- **WRITTEN TASK 1**
Summarize the text on Chinmaya Vidyalayas in two sentences.
- **WRITTEN TASK 2**
Reproduce the stretch of the text on Chinmaya Vidyalayas from "School in Vasant" through "start a school.", substituting "rani" for "queen".
# start of EXTRACT PROVIDED
Chinmaya Vidyalayas
- Chinmaya Vidyalaya Emblem
- Formation: 1965
- Type: Group of Schools
- Headquarters: Coimbatore
- Location: India;
- Region served: Mainly India. Also Trinidad
- Headed By: Swami Swaroopananda
- Director: Swamini Vimalananda
- Main organ: CCMT Education Cell
- Parent organisation: Chinmaya Mission
- Website: chinmayamission.com

= Chinmaya Vidyalayas =

School in Vasant Vihar

Chinmaya Vidyalayas are a group of schools operated by the Central Chinmaya Mission Trust (CCMT), founded by Swami Chinmayananda and currently headed by Swami Tejomayananda. There are more than 80 Chinmaya Vidyalayas across 12 states in India and one in Trinidad that teach scriptures.

==CCMT Education Cell==
The CCMT(Central Chinmaya Mission Trust) Education Cell is the governing body of the Chinmaya Education Movement. It is headquartered at Chinmaya Garden, Coimbatore, India. It was created to streamline and facilitate the efficient and effective maintenance and growth of all Chinmaya Educational Institutions.

==History==
===Founding===
Swami Chinmayananda was on his first global tour. The queen of Vengunad, Radha Devi, was the president of Chinmaya Mission, Kollengode in Kerala. There was a request to start a school.

A part of the palace was offered and so the Chinmaya Education Movement (CEM) was started with the inauguration of a nursery school on 20 May 1965, with royal patronage by K.P.S. Menon (ex-ambassador to Russia). The Chinmaya nursery school grew and Swami Chinmayananda inaugurated the primary school on 17 June 1969, in a separate building near the palace. It has over time become a higher secondary school, with 555 students, a staff of 37, and structure and infrastructure.

===Growth and controversies over the years===
In 1966, Swami Chinmayananda first mentioned in a casual conversation that Chennai should have a Chinmaya Vidyalaya; the first of the seven Chinmaya Vidyalayas was inaugurated in October 1968 by the famous Bharatanatyam dancer Rukmini Devi Arundale. These Vidyalayas are considered amongst the best in this metropolitan city and are headed by Swami Tejomayananda who succeeded Swami Chinmayananda as the chancellor for all the Vidyalayas across Chennai and later India.
# end of EXTRACT PROVIDED
# start of DATASET ENTRIES
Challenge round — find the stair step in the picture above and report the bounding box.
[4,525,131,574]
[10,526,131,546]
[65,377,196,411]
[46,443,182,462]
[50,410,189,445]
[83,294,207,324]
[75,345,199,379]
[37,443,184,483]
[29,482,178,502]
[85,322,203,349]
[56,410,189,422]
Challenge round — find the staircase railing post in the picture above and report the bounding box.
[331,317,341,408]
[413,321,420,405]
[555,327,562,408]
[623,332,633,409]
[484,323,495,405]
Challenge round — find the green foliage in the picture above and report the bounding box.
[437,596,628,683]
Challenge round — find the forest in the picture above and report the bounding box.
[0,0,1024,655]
# end of DATASET ENTRIES
# start of DATASET ENTRIES
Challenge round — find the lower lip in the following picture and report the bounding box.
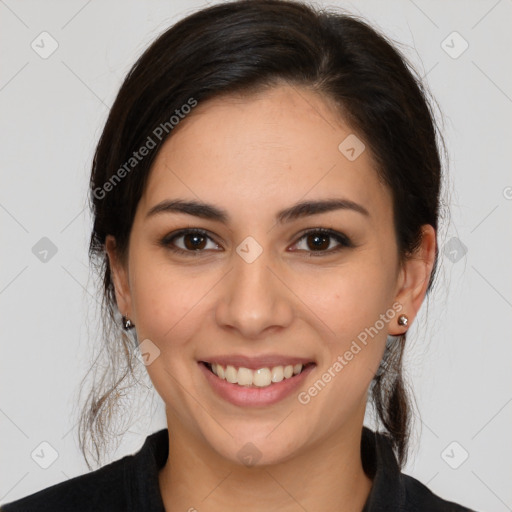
# end of DATASET ENTRIES
# start of DATASET ENTRIES
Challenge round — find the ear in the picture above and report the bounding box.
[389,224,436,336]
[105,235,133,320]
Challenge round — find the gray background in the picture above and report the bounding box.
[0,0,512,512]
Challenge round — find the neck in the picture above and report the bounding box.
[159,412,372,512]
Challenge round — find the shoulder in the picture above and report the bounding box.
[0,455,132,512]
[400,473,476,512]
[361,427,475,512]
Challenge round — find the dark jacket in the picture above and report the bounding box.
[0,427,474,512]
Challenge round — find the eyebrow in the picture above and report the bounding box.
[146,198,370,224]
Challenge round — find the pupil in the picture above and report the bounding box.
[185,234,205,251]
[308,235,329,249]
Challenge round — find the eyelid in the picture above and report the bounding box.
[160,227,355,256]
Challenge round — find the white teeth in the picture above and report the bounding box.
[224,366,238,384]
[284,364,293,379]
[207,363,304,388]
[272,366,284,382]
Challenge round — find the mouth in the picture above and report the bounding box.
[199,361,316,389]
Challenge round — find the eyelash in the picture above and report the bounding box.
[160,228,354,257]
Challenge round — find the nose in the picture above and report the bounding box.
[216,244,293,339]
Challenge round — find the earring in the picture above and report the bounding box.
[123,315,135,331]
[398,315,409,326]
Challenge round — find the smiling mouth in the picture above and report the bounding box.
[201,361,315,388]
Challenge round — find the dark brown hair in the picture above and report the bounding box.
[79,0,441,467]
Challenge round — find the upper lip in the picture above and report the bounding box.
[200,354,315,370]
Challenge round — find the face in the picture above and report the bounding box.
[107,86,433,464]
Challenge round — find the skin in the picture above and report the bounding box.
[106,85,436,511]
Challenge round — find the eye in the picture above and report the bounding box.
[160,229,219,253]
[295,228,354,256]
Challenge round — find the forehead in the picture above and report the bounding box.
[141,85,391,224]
# end of DATASET ENTRIES
- **TASK SOLUTION 1**
Chinmaya Vidyalayas are a group of schools operated by the Central Chinmaya Mission Trust, founded by Swami Chinmayananda, with more than 80 schools across 12 states in India and one in Trinidad. They are governed by the CCMT Education Cell, headquartered in Coimbatore, and the movement began with a nursery school inaugurated in part of a palace on 20 May 1965.

- **TASK SOLUTION 2**
School in Vasant Vihar

Chinmaya Vidyalayas are a group of schools operated by the Central Chinmaya Mission Trust (CCMT), founded by Swami Chinmayananda and currently headed by Swami Tejomayananda. There are more than 80 Chinmaya Vidyalayas across 12 states in India and one in Trinidad that teach scriptures.

==CCMT Education Cell==
The CCMT(Central Chinmaya Mission Trust) Education Cell is the governing body of the Chinmaya Education Movement. It is headquartered at Chinmaya Garden, Coimbatore, India. It was created to streamline and facilitate the efficient and effective maintenance and growth of all Chinmaya Educational Institutions.

==History==
===Founding===
Swami Chinmayananda was on his first global tour. The rani of Vengunad, Radha Devi, was the president of Chinmaya Mission, Kollengode in Kerala. There was a request to start a school.